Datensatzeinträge
※

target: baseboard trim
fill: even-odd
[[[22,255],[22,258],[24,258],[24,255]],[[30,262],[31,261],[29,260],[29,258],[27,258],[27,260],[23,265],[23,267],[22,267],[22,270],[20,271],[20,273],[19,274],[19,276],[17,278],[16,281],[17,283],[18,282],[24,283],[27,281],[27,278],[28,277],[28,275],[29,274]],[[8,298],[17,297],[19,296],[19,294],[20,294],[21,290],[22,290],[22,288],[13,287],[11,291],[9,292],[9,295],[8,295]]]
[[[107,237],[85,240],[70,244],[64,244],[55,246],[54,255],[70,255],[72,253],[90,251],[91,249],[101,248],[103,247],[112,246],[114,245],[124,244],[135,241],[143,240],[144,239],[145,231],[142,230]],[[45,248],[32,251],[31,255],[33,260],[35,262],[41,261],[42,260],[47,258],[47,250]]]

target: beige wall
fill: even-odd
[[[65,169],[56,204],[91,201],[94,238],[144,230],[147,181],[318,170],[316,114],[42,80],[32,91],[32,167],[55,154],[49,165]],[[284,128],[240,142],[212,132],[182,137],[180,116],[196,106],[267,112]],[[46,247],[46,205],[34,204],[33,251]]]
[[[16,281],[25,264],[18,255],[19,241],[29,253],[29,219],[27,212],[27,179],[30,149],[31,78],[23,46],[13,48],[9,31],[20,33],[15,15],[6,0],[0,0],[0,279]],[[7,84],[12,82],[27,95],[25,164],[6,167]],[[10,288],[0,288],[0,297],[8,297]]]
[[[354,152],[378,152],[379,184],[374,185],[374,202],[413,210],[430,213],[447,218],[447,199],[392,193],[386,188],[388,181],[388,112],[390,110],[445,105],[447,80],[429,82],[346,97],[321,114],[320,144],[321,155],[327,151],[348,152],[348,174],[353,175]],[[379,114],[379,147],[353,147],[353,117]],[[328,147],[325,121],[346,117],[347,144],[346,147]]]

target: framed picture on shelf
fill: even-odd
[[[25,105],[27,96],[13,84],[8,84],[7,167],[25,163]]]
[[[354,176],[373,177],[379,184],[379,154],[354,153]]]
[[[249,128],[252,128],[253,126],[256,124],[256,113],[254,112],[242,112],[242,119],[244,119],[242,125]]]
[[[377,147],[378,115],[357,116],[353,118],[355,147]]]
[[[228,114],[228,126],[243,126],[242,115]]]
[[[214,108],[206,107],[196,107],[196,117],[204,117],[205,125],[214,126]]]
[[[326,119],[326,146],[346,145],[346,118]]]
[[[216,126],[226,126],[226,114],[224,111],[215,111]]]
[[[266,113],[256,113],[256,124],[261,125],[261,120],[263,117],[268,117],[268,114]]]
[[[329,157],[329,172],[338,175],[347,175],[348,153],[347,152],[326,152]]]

※

AUFGABE UND ANFORDERUNGEN »
Gib sämtliche Zeilen oben Zeichen für Zeichen unverändert aus.

LÖSUNG »
target: baseboard trim
fill: even-odd
[[[22,255],[22,258],[24,258],[24,255]],[[30,262],[31,261],[29,260],[29,258],[27,258],[27,260],[23,265],[23,267],[22,267],[22,270],[20,271],[20,273],[19,274],[19,276],[17,278],[16,281],[17,283],[18,282],[24,283],[27,281],[27,278],[28,277],[28,275],[29,274]],[[8,298],[17,297],[19,296],[19,294],[20,294],[21,290],[22,290],[22,288],[13,287],[11,291],[9,292],[9,295],[8,295]]]
[[[107,237],[85,240],[70,244],[64,244],[55,246],[54,255],[70,255],[72,253],[90,251],[91,249],[101,248],[103,247],[112,246],[114,245],[124,244],[135,241],[143,240],[144,239],[145,231],[142,230]],[[45,248],[32,251],[31,255],[33,260],[35,262],[41,261],[42,260],[47,258],[47,250]]]

target: beige wall
fill: even-odd
[[[65,169],[56,204],[91,201],[94,238],[144,230],[147,181],[318,170],[316,114],[42,80],[32,91],[32,167],[55,154],[49,165]],[[284,128],[240,142],[212,132],[182,137],[180,116],[196,106],[267,112]],[[46,247],[46,205],[34,204],[33,251]]]
[[[16,281],[25,264],[18,255],[19,241],[29,253],[29,219],[27,212],[27,179],[30,149],[31,78],[23,46],[13,48],[9,31],[20,33],[15,15],[6,0],[0,0],[0,279]],[[7,84],[12,82],[27,95],[25,164],[6,167]],[[10,288],[0,288],[0,297],[8,297]]]
[[[354,152],[378,152],[379,184],[374,185],[374,202],[413,210],[430,213],[447,218],[447,199],[392,193],[386,188],[388,181],[388,112],[390,110],[445,105],[447,80],[429,82],[346,97],[321,114],[320,144],[321,155],[327,151],[348,152],[348,174],[353,175]],[[379,114],[379,147],[353,147],[353,117]],[[328,147],[325,121],[346,117],[347,144],[346,147]]]

target: framed picture on shelf
fill: even-odd
[[[25,105],[27,96],[13,84],[8,84],[7,167],[25,163]]]
[[[354,176],[373,177],[379,184],[379,154],[354,153]]]
[[[249,128],[252,128],[253,126],[256,124],[256,113],[254,112],[242,112],[242,119],[244,119],[242,125]]]
[[[377,147],[378,115],[357,116],[353,118],[355,147]]]
[[[228,114],[228,126],[243,126],[242,115]]]
[[[214,108],[206,107],[196,107],[196,117],[204,117],[205,125],[214,126]]]
[[[326,119],[326,146],[346,145],[346,118]]]
[[[216,126],[226,126],[226,114],[224,111],[215,111]]]
[[[266,113],[256,113],[256,124],[261,125],[261,120],[263,117],[268,117],[268,114]]]
[[[329,157],[329,172],[338,175],[347,175],[348,153],[347,152],[326,152]]]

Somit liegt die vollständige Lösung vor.